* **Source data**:

=====

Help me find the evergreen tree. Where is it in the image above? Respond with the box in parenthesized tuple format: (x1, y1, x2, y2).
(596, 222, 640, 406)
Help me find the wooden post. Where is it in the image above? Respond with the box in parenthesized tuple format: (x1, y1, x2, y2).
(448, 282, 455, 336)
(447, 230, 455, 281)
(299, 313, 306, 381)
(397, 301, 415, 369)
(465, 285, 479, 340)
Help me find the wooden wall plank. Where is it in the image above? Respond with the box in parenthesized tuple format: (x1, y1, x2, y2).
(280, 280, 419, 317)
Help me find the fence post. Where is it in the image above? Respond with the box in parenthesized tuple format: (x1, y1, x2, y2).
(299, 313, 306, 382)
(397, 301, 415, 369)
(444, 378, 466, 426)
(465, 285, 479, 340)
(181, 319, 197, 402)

=====

* **EXERCISE INSTRUCTIONS**: Every line above should be transcribed exactly.

* **RESULT OF THIS EXERCISE**:
Help me find the evergreen tree. Where is it in the image above? Respond with the box in parenthesized tuple format: (x1, y1, x2, y2).
(596, 222, 640, 406)
Help me find the wooden post. Where is it in the image above? Respond with the box in parenthesized tuple format: (x1, y1, x2, y2).
(448, 282, 455, 336)
(447, 230, 455, 281)
(299, 313, 306, 381)
(397, 301, 415, 369)
(465, 285, 479, 340)
Help me find the wooden wall plank. Where is it in the image above? Respond with the box in parenthesized tuple format: (x1, y1, x2, y2).
(280, 280, 419, 317)
Help me find the fence post. Where is it in the image above? Respond with the box in parenthesized tuple format: (x1, y1, x2, y2).
(299, 313, 306, 382)
(397, 301, 415, 369)
(444, 378, 466, 426)
(465, 285, 479, 340)
(181, 319, 197, 402)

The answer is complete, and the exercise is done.